● **Dataset content**:
[Start of Attachment]

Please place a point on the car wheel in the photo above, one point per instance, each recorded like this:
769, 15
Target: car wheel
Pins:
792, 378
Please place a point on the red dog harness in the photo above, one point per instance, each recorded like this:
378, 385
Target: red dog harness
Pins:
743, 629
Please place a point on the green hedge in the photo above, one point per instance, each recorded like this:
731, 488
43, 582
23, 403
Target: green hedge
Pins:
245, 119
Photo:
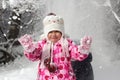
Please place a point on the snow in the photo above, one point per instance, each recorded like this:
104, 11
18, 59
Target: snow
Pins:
21, 69
88, 17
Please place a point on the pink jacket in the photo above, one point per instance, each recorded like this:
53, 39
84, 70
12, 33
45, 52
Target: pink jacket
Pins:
64, 70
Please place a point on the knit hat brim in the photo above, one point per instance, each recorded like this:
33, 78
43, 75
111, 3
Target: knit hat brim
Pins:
53, 27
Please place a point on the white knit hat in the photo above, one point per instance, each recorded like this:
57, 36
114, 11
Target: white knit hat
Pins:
53, 22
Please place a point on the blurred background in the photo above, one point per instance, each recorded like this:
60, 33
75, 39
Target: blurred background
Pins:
99, 19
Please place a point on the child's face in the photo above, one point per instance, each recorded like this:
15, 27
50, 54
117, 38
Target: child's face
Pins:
54, 36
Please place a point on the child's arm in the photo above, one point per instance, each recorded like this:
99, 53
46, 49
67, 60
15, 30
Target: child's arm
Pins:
31, 50
80, 52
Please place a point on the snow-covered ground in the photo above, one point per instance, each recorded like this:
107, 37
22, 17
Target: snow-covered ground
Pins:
21, 69
97, 18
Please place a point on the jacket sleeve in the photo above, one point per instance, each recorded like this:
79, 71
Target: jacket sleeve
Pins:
75, 52
34, 52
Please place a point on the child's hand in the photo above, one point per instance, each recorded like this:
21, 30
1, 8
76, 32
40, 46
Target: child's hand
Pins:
86, 42
25, 40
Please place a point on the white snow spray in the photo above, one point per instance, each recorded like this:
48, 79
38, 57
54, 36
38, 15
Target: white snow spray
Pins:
95, 18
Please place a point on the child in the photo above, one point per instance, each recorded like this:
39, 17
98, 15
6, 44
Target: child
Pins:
55, 51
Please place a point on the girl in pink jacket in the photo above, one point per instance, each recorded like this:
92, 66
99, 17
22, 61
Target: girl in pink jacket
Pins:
55, 51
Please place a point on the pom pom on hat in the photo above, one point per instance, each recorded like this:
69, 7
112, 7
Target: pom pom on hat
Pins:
53, 22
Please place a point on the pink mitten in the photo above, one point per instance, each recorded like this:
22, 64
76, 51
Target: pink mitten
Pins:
27, 42
85, 44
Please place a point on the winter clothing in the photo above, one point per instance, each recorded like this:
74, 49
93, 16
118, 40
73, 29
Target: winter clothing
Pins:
53, 22
62, 53
55, 58
83, 70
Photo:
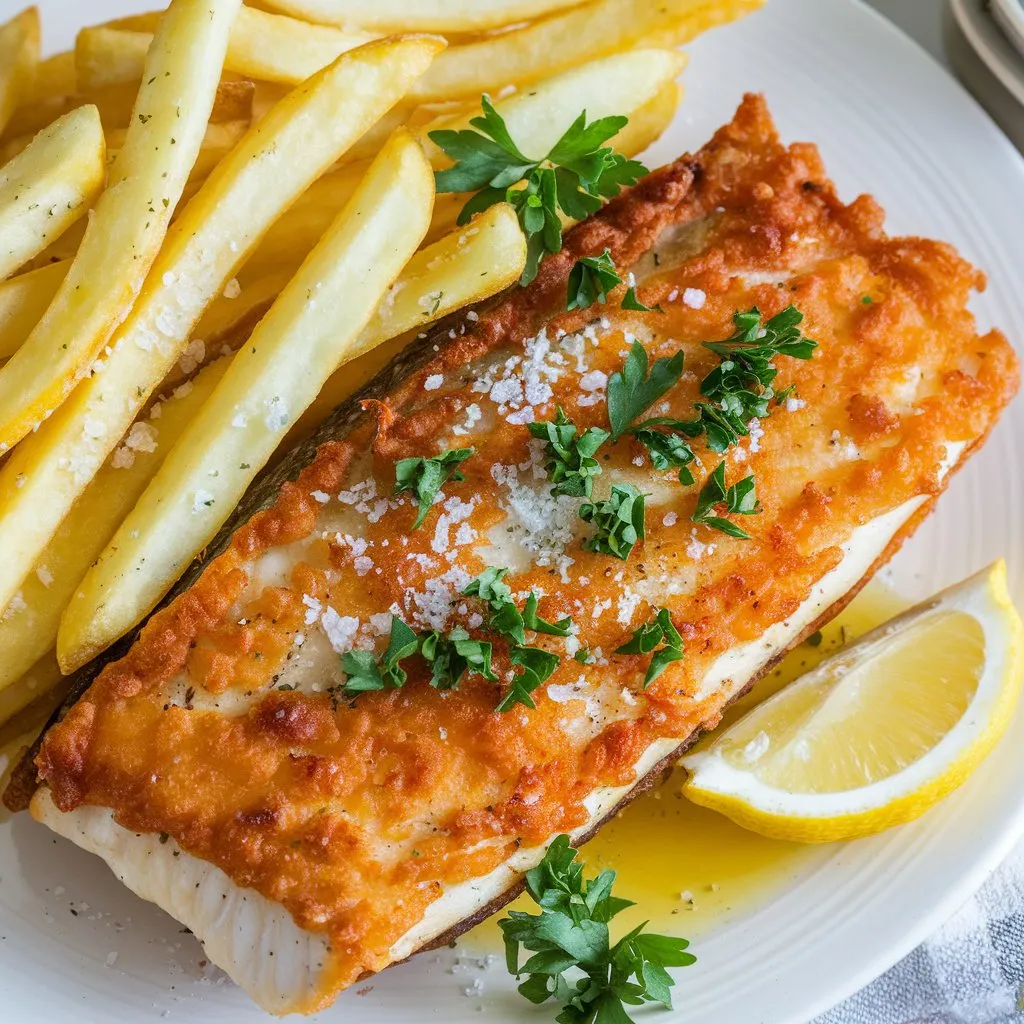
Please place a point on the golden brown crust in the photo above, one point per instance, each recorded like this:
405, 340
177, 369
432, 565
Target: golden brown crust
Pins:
355, 814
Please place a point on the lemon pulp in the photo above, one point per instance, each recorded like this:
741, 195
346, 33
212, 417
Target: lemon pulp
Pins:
898, 699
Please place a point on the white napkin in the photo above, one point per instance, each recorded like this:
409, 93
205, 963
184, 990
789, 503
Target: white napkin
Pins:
970, 972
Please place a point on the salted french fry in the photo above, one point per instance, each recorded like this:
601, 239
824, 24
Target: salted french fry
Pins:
547, 47
36, 693
107, 56
269, 47
203, 251
461, 268
226, 314
129, 220
29, 629
54, 78
18, 57
312, 329
422, 15
49, 185
24, 300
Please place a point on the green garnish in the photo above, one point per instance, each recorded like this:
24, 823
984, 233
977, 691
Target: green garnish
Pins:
450, 657
632, 391
740, 387
740, 499
426, 476
668, 449
509, 622
573, 177
658, 633
630, 301
620, 521
590, 281
570, 463
570, 933
365, 673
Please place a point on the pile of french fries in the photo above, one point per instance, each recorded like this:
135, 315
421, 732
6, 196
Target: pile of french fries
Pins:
216, 222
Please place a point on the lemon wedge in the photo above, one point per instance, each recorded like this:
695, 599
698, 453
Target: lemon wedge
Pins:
879, 732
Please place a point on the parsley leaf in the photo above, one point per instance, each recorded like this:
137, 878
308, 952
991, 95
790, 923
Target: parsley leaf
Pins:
739, 388
632, 391
590, 281
570, 179
426, 476
740, 499
570, 463
571, 933
450, 657
620, 521
363, 672
657, 633
509, 622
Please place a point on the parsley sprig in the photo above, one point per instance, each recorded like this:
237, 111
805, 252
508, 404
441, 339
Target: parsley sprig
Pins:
590, 281
450, 657
740, 499
570, 463
507, 620
573, 177
570, 934
619, 521
425, 477
592, 278
659, 636
739, 388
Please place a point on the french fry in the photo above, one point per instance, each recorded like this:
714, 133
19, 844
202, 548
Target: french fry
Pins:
49, 185
18, 57
54, 78
312, 329
645, 125
110, 56
29, 629
547, 47
537, 119
24, 300
421, 15
269, 47
205, 247
130, 218
461, 268
36, 693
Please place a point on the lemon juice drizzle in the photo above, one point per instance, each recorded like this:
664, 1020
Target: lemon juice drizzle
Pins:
690, 870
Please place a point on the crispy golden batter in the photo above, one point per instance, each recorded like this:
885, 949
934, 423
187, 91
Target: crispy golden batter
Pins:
354, 814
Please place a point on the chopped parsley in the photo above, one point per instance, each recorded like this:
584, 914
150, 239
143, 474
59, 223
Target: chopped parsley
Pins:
659, 636
740, 499
507, 621
570, 463
632, 391
450, 657
361, 668
570, 934
425, 477
739, 388
590, 281
619, 521
572, 178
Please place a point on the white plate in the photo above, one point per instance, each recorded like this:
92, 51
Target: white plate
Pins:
889, 121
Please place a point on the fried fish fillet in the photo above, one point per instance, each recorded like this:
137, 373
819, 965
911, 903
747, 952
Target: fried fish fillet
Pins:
214, 762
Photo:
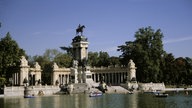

[End of Attachment]

● **Work to complete**: Would it be possible to give the material above again exactly, with the pictures left out?

● **Answer for the task**:
Please place a point on the car wheel in the photo above, one point per instance, each recorded like this:
769, 15
Target: car wheel
Pins:
792, 378
Please place a point on the red dog harness in the photo above, one point per instance, each recorded like this:
378, 385
Target: red dog harness
Pins:
743, 629
Please place a point on the green hedge in the photo above, one point per instance, each recorded like this:
731, 488
43, 582
23, 403
Target: green hedge
Pins:
245, 119
Photo:
Please place a point on the snow in the photo above, one point per instance, each recorded like this:
104, 11
18, 59
Target: snow
Pins:
21, 69
88, 17
Please place a point on the pink jacket in the photo above, one point per instance, each recorded like this:
53, 39
84, 70
12, 33
45, 52
Target: pink jacket
Pins:
64, 70
Please place a point on the knit hat brim in the photo above, one point per instance, each recorded like this:
33, 78
43, 75
111, 3
Target: knit hat brim
Pins:
53, 27
Please place a point on the white knit hat in the photo above, one point per instance, each recorded like this:
57, 36
114, 11
Target: white knit hat
Pins:
53, 22
Please place a point on the blurred background in the photo above, one point per instance, each recorded like this:
60, 33
75, 39
Target: blurred background
Pins:
99, 19
Please place a point on the child's face in the photo above, one point per instance, each recorded like this:
15, 27
50, 54
117, 38
Target: child's face
Pins:
54, 36
Please place a point on the child's arm in the photo above, one point per instance, each recorded like this:
99, 53
46, 49
67, 60
15, 30
Target: child's arm
Pins:
31, 50
80, 52
Please place a point on the snow-covered ground in the photo above, one point per instance, each recorded like this:
107, 37
22, 17
Target: snow-covered ground
Pins:
21, 69
97, 18
Please place a point on the jacket sleeve in the photo above, one point per instance, each recorded like this:
79, 71
Target: jacket sleeve
Pins:
75, 52
34, 52
Please place a point on the child's hand in the photo above, one point per instance, each recorded like this:
21, 30
1, 8
76, 32
40, 46
Target: child's hand
Pins:
86, 42
25, 40
Please place a point on the white snow spray in the photo above, one point per instance, each recorded like this:
48, 79
38, 57
54, 36
38, 15
Target: white snow spray
Pins:
95, 18
Please place a point on the child in the photo above, one point per instance, each recorded like this:
39, 17
98, 15
6, 44
Target: child
Pins:
55, 51
Please place a point on the girl in pink jacket in the photo above, one point per instance, each recorded like this:
92, 66
99, 17
22, 61
Target: girl in pink jacket
Pins:
55, 51
Please place a point on the pom pom on hat in the photo above, one point per instance, each recorded like this:
69, 7
112, 7
Target: pom pom on hat
Pins:
53, 22
Please place a point on the pink mitten in the photo above, one point per instance, each recorded like this:
22, 64
76, 51
Target: pink mitten
Pins:
27, 42
85, 44
Please place a point on the winter clothing in the photo above, one point per instance, each recorded like this:
74, 49
93, 16
118, 40
73, 29
Target: winter clothing
Pins:
53, 22
62, 53
55, 58
83, 70
Photo:
Please place a point on the golden brown crust in the photo above, one point per instance, each recorded like this:
405, 340
177, 369
432, 565
Target: golden brown crust
Pins:
355, 814
Please place a point on the lemon pulp in the photo above, one point per instance, each recorded like this:
741, 195
346, 33
212, 417
Target: lemon pulp
Pins:
898, 699
Please place a point on the white napkin in the photo above, one point per instance, each recorded like this:
409, 93
205, 963
184, 990
789, 503
Target: white napkin
Pins:
970, 972
Please place a point on the salted french fry in the photo above, one point per instance, each recorded like this:
601, 239
824, 24
Target: salted french fry
Pins:
547, 47
36, 693
107, 56
269, 47
203, 251
461, 268
226, 314
129, 220
29, 629
54, 78
18, 57
312, 329
422, 15
49, 185
24, 300
Please place a point on the green garnish in the photo above, one point per instance, each recorded like this:
24, 823
984, 233
977, 691
Target: green garnish
Pins:
450, 657
632, 391
740, 387
740, 499
426, 476
668, 449
509, 622
573, 177
658, 633
630, 301
620, 521
590, 281
570, 463
570, 933
365, 673
Please place a point on the pile of french fries in the photo above, one point per instance, each recorded like this:
135, 315
421, 732
6, 196
Target: pile of french fries
Pins:
216, 222
Please place a point on the lemon wedge in the photo above, one point per instance, each recorded like this:
695, 599
698, 453
Target: lemon wedge
Pins:
879, 732
Please place a point on the parsley leaf in the photo above, one point per instance, each recorded like this:
137, 878
308, 952
991, 95
790, 923
Target: parsley leaf
Pins:
739, 388
632, 391
590, 281
570, 179
426, 476
740, 499
570, 463
571, 933
450, 657
620, 521
363, 672
657, 633
509, 622
Please place a point on the parsley sprig in the photo above, one point per instance, each recorded like this:
237, 111
805, 252
508, 404
441, 339
Target: parsley sprig
Pins:
590, 281
450, 657
740, 499
570, 463
507, 620
573, 177
570, 934
619, 521
425, 477
592, 278
659, 636
739, 388
Please place a point on the french fry in the photo above, one point per instance, each recorded like this:
714, 133
19, 844
202, 548
Target: french fry
Pins:
49, 185
18, 57
54, 78
312, 329
645, 125
110, 56
29, 629
547, 47
537, 119
24, 300
421, 15
269, 47
205, 247
130, 218
461, 268
36, 693
Please place a point on the lemon juice drizzle in the photo above, one point per instance, each recorded like this:
664, 1020
Target: lemon juice drizzle
Pins:
690, 870
Please place a point on the crispy golden batter in the photo above, one point per instance, each recorded like this:
885, 949
934, 423
187, 91
Target: crispy golden batter
Pins:
354, 814
Please place a point on the chopped parsley in the photo above, one point per instance, each recorded like this:
584, 914
150, 239
143, 474
59, 223
Target: chopped parsley
Pins:
659, 636
740, 499
507, 621
570, 463
632, 391
450, 657
361, 668
570, 934
425, 477
739, 388
590, 281
619, 521
572, 178
Please place a point on the white plate in the photo above, one point per instance, each recorded like this:
92, 51
Target: white plate
Pins:
889, 121
Please place a point on the fried fish fillet in the photo above, one point per instance, each recorded like this:
137, 373
819, 965
911, 903
747, 952
Target: fried fish fillet
Pins:
214, 762
Photo:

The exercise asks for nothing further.